>>>

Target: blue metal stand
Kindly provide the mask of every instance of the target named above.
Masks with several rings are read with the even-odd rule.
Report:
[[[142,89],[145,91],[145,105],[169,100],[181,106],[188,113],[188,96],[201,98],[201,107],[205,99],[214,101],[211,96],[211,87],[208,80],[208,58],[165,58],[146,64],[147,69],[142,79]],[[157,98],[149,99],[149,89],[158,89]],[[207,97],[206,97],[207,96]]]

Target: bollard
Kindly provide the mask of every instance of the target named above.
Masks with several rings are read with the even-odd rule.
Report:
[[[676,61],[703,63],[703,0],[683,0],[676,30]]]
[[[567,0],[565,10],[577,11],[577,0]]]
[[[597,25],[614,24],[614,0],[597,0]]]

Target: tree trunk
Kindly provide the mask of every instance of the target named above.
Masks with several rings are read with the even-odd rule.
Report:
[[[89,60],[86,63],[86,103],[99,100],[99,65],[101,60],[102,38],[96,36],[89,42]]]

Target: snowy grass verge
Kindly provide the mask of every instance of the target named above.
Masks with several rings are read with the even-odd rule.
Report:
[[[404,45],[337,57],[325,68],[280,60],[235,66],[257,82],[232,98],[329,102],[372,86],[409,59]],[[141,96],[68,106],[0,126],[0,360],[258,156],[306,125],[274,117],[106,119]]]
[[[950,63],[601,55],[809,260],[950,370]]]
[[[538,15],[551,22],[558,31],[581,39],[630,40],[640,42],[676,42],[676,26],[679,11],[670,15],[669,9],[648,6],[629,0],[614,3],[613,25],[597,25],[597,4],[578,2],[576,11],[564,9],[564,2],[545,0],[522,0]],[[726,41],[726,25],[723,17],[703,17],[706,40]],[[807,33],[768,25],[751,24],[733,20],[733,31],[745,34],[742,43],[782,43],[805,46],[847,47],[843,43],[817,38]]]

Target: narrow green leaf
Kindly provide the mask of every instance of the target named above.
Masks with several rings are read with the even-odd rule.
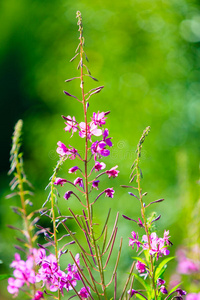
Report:
[[[149,295],[150,295],[150,292],[151,292],[151,286],[148,283],[146,283],[144,281],[144,279],[142,277],[140,277],[138,274],[133,273],[133,275],[143,285],[143,287],[145,288],[145,290],[146,290],[146,292],[148,294],[147,298],[149,298]]]
[[[156,272],[155,272],[155,280],[157,280],[164,272],[165,269],[167,268],[167,263],[174,259],[175,257],[168,257],[166,259],[164,259],[156,268]]]
[[[180,282],[180,283],[177,284],[175,287],[173,287],[173,288],[168,292],[168,294],[173,293],[173,292],[174,292],[181,284],[182,284],[182,282]]]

<<<

TASK OBJECTIVE:
Quote everything in the listing above exactly; pictures are the only thing to omit.

PROBLEM SOLUTION:
Target: blue metal stand
Kindly provide the mask of every instance of the target named above.
Masks with several rings are read with the even-odd rule.
Report:
[[[142,89],[145,91],[145,105],[169,100],[181,106],[188,113],[188,96],[201,98],[201,107],[205,99],[214,101],[211,96],[211,87],[208,80],[208,58],[165,58],[146,64],[147,69],[142,79]],[[157,98],[149,99],[149,89],[158,89]],[[207,97],[206,97],[207,96]]]

Target: bollard
Kindly provide the mask of every instance of the target named above.
Masks with several rings are read with the even-odd rule.
Report:
[[[676,61],[703,63],[703,0],[683,0],[676,30]]]
[[[567,0],[565,10],[577,11],[577,0]]]
[[[597,25],[614,24],[614,0],[597,0]]]

Target: tree trunk
Kindly provide the mask of every instance of the target named above.
Masks with several rings are read with the even-odd rule.
Report:
[[[89,60],[86,63],[86,103],[99,100],[99,65],[101,60],[102,38],[96,36],[89,42]]]

Target: snowy grass verge
Kindly provide the mask of every instance of the target named above.
Masks with several rings are read with the even-odd rule.
Report:
[[[404,45],[337,57],[325,68],[280,60],[235,66],[257,82],[232,98],[329,102],[372,86],[409,59]],[[141,96],[68,106],[0,126],[0,360],[258,156],[306,125],[274,117],[106,119]]]
[[[950,63],[601,55],[809,260],[950,370]]]
[[[538,15],[551,22],[558,31],[581,39],[630,40],[640,42],[676,42],[676,26],[679,11],[670,15],[669,9],[648,6],[629,0],[614,3],[613,25],[597,25],[597,4],[578,2],[576,11],[564,9],[564,2],[545,0],[522,0]],[[726,41],[726,25],[723,17],[703,17],[706,40]],[[807,33],[768,25],[751,24],[733,20],[733,31],[745,34],[742,43],[782,43],[805,46],[847,47],[843,43],[817,38]]]

Target: narrow green leaf
Kindly provide the mask of every instance of the target named above.
Masks with several rings are read with the even-odd rule.
Report:
[[[149,295],[150,295],[150,292],[151,292],[151,286],[148,283],[146,283],[144,281],[144,279],[142,277],[140,277],[138,274],[133,273],[133,275],[143,285],[143,287],[145,288],[145,290],[146,290],[146,292],[148,294],[147,298],[149,298]]]
[[[156,272],[155,272],[155,280],[157,280],[164,272],[165,269],[167,268],[167,263],[174,259],[175,257],[168,257],[166,259],[164,259],[156,268]]]
[[[180,282],[180,283],[177,284],[175,287],[173,287],[173,288],[168,292],[168,294],[173,293],[173,292],[174,292],[181,284],[182,284],[182,282]]]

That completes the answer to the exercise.